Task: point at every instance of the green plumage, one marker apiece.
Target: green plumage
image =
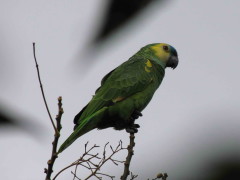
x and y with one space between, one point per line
126 89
────────────────────
◆ WRITTEN REQUEST: Switch every "green plumage" in the material above to "blue plumage" and write out the rest unchanged. Leave the pictures out of your answer.

◆ SOLVED EXERCISE:
Task: point at every instance of the blue plumage, one marker apiece.
Target: blue plumage
image =
x and y with one space between, one point per line
126 89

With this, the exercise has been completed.